* [Material provided]
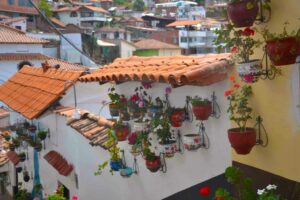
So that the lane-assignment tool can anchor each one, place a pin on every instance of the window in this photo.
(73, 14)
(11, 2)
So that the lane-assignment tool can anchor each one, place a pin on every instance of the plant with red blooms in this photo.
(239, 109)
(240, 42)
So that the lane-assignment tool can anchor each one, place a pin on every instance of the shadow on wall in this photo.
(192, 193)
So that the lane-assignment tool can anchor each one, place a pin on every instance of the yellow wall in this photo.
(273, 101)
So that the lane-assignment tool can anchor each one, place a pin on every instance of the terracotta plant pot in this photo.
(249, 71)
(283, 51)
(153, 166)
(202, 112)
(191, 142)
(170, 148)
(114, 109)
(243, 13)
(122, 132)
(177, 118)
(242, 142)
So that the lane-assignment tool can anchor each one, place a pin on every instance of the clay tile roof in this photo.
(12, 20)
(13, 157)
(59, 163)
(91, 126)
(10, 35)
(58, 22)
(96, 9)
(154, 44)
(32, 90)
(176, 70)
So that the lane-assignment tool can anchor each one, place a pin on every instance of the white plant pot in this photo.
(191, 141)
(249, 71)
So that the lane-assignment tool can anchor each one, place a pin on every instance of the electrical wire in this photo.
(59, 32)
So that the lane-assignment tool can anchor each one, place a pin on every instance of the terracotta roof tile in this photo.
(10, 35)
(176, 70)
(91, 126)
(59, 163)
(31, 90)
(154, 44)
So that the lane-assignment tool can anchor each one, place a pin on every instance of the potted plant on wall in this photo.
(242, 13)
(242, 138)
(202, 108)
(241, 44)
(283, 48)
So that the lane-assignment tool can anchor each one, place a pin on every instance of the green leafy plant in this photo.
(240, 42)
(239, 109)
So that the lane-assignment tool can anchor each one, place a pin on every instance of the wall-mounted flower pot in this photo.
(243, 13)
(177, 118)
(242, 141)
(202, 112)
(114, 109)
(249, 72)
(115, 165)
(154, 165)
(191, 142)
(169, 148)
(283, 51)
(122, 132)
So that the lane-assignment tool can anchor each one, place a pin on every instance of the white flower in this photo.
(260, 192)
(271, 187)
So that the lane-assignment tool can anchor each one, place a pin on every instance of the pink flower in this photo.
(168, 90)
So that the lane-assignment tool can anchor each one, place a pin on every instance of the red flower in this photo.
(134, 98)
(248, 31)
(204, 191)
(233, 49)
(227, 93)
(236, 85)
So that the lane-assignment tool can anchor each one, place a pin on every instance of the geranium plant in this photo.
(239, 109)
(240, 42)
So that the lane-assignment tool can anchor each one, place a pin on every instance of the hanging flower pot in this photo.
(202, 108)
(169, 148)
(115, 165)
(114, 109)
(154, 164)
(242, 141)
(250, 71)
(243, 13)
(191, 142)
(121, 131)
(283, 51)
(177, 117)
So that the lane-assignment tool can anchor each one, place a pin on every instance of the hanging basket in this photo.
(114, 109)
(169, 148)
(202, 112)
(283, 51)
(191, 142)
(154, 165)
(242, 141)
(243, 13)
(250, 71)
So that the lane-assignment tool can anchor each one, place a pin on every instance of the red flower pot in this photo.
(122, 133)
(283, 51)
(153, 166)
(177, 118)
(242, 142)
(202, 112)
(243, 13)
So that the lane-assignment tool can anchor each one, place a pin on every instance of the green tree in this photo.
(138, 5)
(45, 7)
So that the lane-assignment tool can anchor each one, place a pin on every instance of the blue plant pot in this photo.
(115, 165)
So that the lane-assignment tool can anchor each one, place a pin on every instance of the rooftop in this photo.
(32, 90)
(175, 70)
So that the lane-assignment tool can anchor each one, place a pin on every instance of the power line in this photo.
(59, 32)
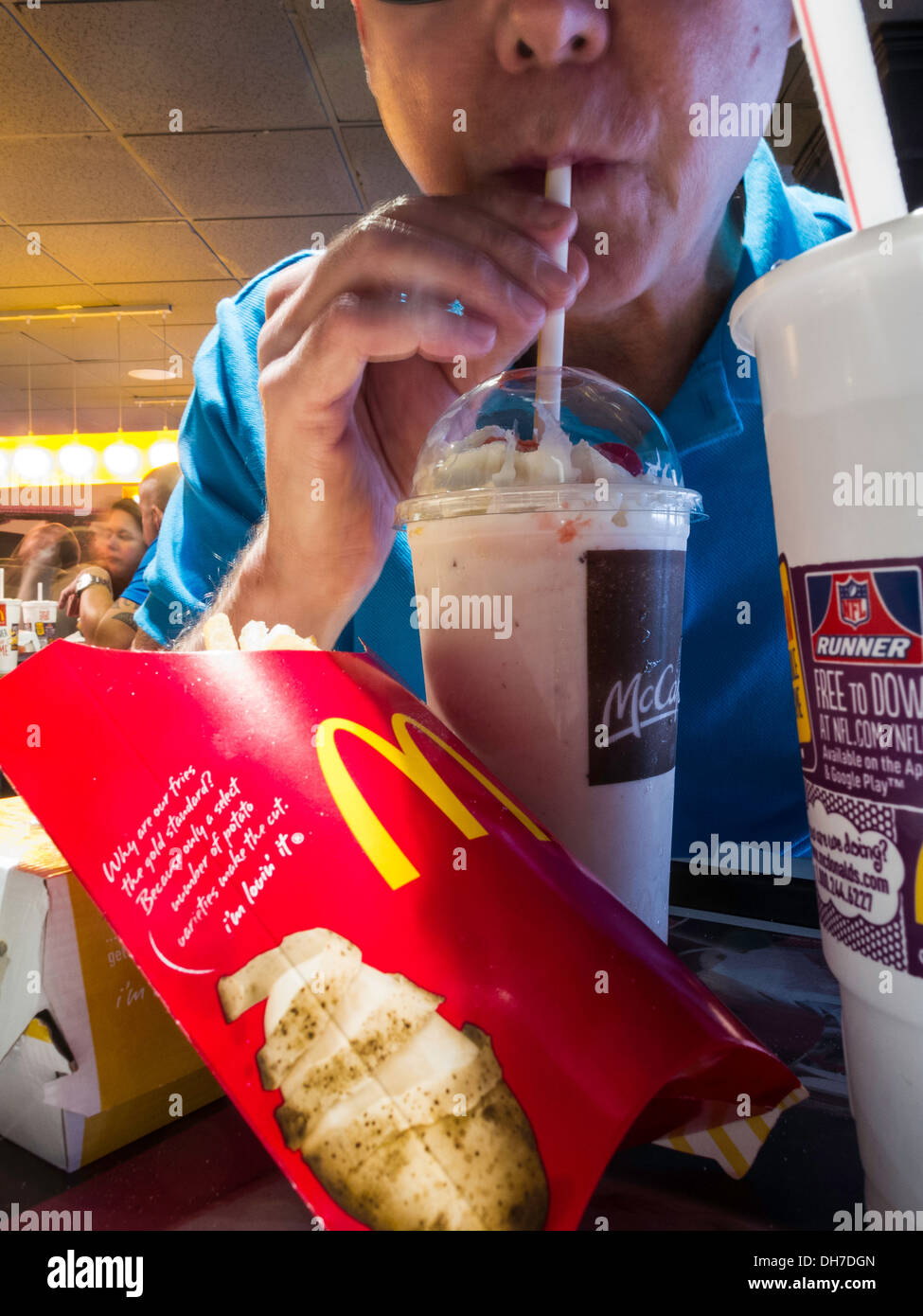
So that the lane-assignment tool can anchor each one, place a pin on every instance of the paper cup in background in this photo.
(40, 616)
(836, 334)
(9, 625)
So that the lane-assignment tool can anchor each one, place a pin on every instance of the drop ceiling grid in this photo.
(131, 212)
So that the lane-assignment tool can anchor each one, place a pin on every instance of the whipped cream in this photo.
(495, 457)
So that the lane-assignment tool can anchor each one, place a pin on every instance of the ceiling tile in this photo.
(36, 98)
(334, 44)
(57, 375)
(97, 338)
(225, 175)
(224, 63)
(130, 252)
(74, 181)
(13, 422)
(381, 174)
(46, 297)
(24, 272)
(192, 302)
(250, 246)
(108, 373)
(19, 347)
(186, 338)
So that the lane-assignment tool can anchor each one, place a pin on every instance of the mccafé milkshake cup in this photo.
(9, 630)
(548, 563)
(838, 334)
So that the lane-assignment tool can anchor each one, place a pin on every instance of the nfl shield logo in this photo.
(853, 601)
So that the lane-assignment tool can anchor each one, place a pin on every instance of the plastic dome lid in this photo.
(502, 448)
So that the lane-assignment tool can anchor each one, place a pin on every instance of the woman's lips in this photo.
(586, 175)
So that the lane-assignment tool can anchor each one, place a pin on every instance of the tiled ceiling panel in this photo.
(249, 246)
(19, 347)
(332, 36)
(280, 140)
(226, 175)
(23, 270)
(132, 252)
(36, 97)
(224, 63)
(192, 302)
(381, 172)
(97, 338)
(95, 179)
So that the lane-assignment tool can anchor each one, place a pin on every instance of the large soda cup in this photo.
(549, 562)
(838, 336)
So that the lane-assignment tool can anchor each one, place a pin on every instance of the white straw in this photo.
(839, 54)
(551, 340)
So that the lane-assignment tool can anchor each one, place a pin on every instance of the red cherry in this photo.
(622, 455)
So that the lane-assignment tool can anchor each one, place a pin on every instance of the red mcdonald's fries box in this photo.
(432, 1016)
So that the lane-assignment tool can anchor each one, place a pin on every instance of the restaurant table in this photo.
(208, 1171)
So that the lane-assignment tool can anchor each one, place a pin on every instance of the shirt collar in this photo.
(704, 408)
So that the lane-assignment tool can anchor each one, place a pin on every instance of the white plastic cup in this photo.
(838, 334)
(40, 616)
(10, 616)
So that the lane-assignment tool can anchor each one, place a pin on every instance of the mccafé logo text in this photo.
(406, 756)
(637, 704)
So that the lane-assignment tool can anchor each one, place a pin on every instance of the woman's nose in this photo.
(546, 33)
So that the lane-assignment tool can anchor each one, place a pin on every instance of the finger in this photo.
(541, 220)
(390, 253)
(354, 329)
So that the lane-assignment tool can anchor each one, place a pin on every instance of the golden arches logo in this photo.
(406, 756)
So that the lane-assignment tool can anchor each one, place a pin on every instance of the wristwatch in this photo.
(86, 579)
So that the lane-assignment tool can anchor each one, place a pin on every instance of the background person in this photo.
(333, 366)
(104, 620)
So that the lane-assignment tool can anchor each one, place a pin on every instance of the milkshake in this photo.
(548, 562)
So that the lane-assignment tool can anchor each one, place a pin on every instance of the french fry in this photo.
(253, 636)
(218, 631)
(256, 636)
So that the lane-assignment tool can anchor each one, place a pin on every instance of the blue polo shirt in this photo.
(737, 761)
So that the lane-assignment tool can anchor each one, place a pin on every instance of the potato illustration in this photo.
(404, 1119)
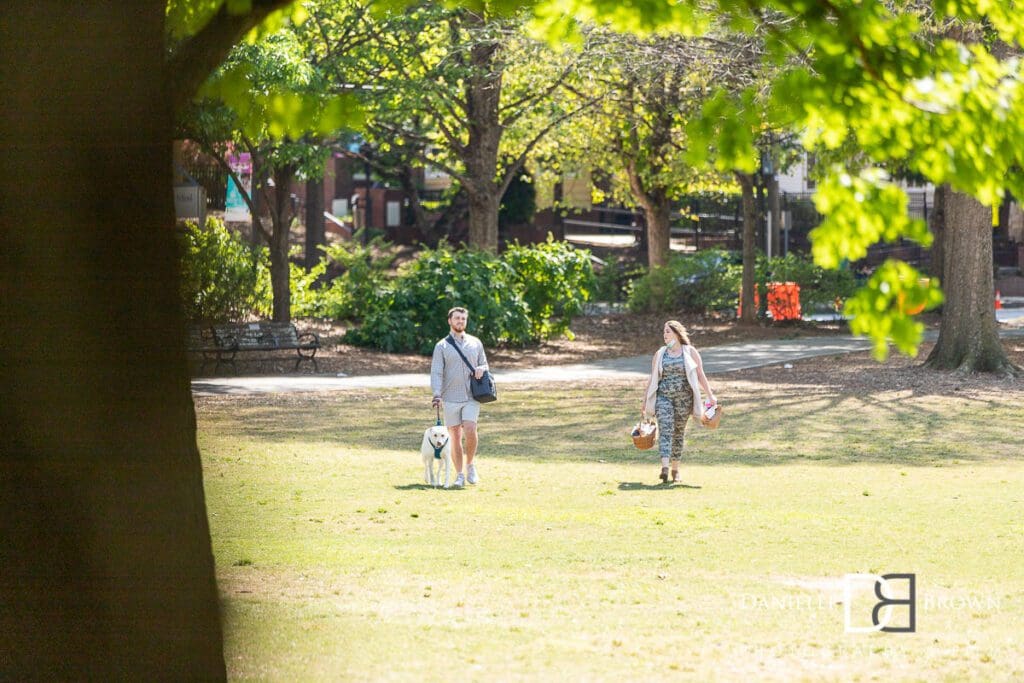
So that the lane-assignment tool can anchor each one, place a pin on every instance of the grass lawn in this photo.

--

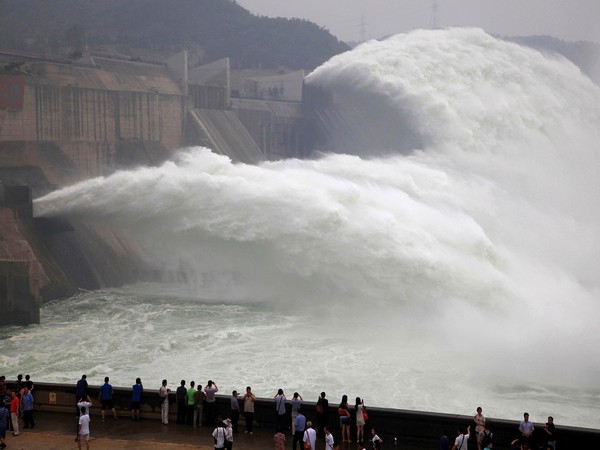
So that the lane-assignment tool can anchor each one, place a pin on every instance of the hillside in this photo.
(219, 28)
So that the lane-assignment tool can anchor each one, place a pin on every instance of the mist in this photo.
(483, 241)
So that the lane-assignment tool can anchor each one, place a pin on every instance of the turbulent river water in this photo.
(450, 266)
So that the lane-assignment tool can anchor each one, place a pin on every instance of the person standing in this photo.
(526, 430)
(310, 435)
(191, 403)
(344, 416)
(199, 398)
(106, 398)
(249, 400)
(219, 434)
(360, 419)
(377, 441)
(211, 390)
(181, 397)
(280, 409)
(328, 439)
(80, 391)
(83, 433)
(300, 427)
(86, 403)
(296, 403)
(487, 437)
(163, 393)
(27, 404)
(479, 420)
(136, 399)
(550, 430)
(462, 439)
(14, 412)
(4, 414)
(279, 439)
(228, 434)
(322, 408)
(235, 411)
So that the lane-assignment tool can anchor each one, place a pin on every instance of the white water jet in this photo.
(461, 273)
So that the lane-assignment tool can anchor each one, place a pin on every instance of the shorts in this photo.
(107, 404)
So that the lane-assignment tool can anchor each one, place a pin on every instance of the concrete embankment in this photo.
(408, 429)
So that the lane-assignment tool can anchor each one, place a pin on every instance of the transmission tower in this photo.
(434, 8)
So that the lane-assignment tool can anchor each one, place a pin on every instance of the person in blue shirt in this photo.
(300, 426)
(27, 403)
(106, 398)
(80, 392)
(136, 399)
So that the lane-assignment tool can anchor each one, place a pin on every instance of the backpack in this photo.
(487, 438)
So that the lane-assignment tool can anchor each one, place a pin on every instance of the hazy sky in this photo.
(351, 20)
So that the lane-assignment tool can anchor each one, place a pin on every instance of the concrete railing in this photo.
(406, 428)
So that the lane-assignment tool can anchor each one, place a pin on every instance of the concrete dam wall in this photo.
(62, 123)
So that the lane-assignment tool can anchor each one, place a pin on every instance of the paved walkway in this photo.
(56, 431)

* [What to produce]
Print the rows starting with the line that contains "fry in this photo." and going on through the line that contains "(404, 1119)", both included, with every line copied exactly.

* [Written response]
So that the lane-assignment tool can anchor each one, place a pin on every instance of the french fry in this photo.
(253, 636)
(218, 631)
(256, 636)
So that the lane-assignment tool can anchor each one, place a pin on every instance of the blue polo shirt in this photo.
(737, 761)
So that the lane-assignment tool can anchor each one, place a pin on every instance of the potato illustration in this photo.
(404, 1119)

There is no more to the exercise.